**Aim 1:** Copy the passage from the Hive table excerpt verbatim, starting with "The following Hive" and going on through "the HDISample_Tweets table.".
**Aim 2:** Rewrite the entries as a numbered list, starting with their first line and going on through the line with "point(10, 375)". Leave out blank lines.

**Source extract:**
The following Hive queries will create a Hive table called HDISample_Tweets where you will store the parsed raw Twitter data. The Create Hive Table query shows the fields that the HDISample_Tweets table will contain. The Load query shows how the HDISample_Tweets_raw table is parsed to be placed into the HDISample_Tweets table.

DROP TABLE IF EXISTS HDISample_Tweets;
CREATE TABLE HDISample_Tweets(
    id BIGINT,
    created_at STRING,
    created_at_date STRING,
    created_at_year STRING,
    created_at_month STRING,
    created_at_day STRING,
    created_at_time STRING,
    in_reply_to_user_id_str STRING,
    text STRING,
    contributors STRING,
    retweeted STRING,
    truncated STRING,
    coordinates STRING,
    source STRING,
    retweet_count INT,
    url STRING,
    hashtags array,
    user_mentions array,
    first_hashtag STRING,
    first_user_mention STRING,
    screen_name STRING,
    name STRING,
    followers_count INT,
    listed_count INT,
    friends_count INT,
    lang STRING,
    user_location STRING,
    time_zone STRING,
    profile_image_url STRING,
    json_response STRING);
FROM HDISample_Tweets_raw
INSERT OVERWRITE TABLE HDISample_Tweets
SELECT
    CAST(get_json_object(json_response, '$.id_str') as BIGINT),
    get_json_object(json_response, '$.created_at'),
    CONCAT(SUBSTR (get_json_object(json_response, '$.created_at'),1,10),' ',
    SUBSTR (get_json_object(json_response, '$.created_at'),27,4)),
    SUBSTR (get_json_object(json_response, '$.created_at'),27,4),
    CASE SUBSTR (get_json_object(json_response, '$.created_at'),5,3)

**Supplied records:**
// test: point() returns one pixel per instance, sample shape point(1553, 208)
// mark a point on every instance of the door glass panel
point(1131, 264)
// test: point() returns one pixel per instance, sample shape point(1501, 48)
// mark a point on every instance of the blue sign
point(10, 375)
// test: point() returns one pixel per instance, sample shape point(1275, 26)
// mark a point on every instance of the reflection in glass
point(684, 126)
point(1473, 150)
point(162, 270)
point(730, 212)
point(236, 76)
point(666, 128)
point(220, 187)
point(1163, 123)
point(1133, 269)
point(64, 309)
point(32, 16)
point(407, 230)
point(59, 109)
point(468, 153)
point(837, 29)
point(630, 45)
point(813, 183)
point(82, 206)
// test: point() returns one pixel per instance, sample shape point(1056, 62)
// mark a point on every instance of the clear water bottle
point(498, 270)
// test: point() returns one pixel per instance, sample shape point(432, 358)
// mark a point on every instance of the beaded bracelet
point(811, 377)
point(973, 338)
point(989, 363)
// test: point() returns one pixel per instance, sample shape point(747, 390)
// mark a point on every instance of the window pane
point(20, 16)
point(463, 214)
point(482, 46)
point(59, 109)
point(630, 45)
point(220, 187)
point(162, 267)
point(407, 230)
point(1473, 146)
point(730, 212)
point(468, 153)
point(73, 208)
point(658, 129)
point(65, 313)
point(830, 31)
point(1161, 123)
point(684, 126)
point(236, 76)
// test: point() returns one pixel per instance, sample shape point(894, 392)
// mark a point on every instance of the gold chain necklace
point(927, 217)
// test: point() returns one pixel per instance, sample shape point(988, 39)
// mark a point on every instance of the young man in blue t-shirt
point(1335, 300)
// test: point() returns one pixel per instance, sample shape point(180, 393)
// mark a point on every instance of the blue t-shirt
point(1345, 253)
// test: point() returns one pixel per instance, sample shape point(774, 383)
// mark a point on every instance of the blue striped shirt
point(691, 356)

**Task answer 1:**
The following Hive queries will create a Hive table called HDISample_Tweets where you will store the parsed raw Twitter data. The Create Hive Table query shows the fields that the HDISample_Tweets table will contain. The Load query shows how the HDISample_Tweets_raw table is parsed to be placed into the HDISample_Tweets table.

**Task answer 2:**
1. // test: point() returns one pixel per instance, sample shape point(1553, 208)
2. // mark a point on every instance of the door glass panel
3. point(1131, 264)
4. // test: point() returns one pixel per instance, sample shape point(1501, 48)
5. // mark a point on every instance of the blue sign
6. point(10, 375)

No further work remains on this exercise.